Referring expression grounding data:
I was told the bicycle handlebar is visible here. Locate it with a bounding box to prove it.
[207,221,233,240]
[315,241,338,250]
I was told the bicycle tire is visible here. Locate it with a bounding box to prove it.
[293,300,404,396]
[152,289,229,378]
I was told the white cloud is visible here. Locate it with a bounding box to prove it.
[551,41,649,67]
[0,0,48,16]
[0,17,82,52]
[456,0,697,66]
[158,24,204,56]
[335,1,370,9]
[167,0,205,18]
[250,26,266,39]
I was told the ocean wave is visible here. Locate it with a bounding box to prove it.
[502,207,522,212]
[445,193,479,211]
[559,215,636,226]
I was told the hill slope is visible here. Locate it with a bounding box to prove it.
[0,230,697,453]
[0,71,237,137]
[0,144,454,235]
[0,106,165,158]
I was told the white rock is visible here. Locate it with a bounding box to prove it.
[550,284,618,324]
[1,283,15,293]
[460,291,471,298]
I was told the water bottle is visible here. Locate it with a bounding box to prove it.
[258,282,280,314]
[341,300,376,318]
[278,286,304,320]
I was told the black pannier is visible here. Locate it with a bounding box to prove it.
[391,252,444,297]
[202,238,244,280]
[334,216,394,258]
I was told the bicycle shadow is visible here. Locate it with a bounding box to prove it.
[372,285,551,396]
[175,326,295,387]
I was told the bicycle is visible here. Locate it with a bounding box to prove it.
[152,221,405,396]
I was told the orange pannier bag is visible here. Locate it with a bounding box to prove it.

Work instruction: Could you reproduce every record exactly as it appears?

Result below:
I was told the bicycle handlebar is visible here. Locate it with a bounding box to prove it.
[207,221,233,240]
[315,241,338,250]
I was told the bicycle tire is visible here. Locate it with a bounding box to prove it.
[293,300,404,396]
[152,289,229,378]
I was told the white cloud is visible here. Locate it with a bounding box to prove it.
[551,41,649,67]
[0,0,48,16]
[0,17,82,52]
[456,0,697,66]
[158,24,204,56]
[335,1,370,9]
[167,0,205,18]
[250,26,266,39]
I was told the ocean wave is visible here. Locate it with a bounding box to prove it.
[502,207,522,212]
[445,193,479,211]
[559,215,636,226]
I was told the hill slope is visible here. Locate it with a bounding box to prove it.
[0,230,697,453]
[0,71,237,137]
[0,144,454,235]
[0,106,165,158]
I was told the white rock is visible here. Locate it with a bounding box to prove it.
[550,284,618,324]
[1,283,15,293]
[460,291,471,298]
I was told the water bottle is visible here. Locate it with a bounding box to prove it.
[258,282,280,314]
[341,300,376,318]
[278,286,304,320]
I was told the black pannier is visible here. Locate it with a bounding box to prove it.
[391,252,444,297]
[202,238,244,280]
[334,216,394,258]
I was told the bicycle shadow is visible here. Locate it with a bounding box to prove it.
[372,285,551,396]
[175,326,295,387]
I was told the bicycle is visible here. Locate it with a bounding box to prove it.
[152,221,405,396]
I was told the orange pannier bag is visible here. Locate it with a bounding box to prove it.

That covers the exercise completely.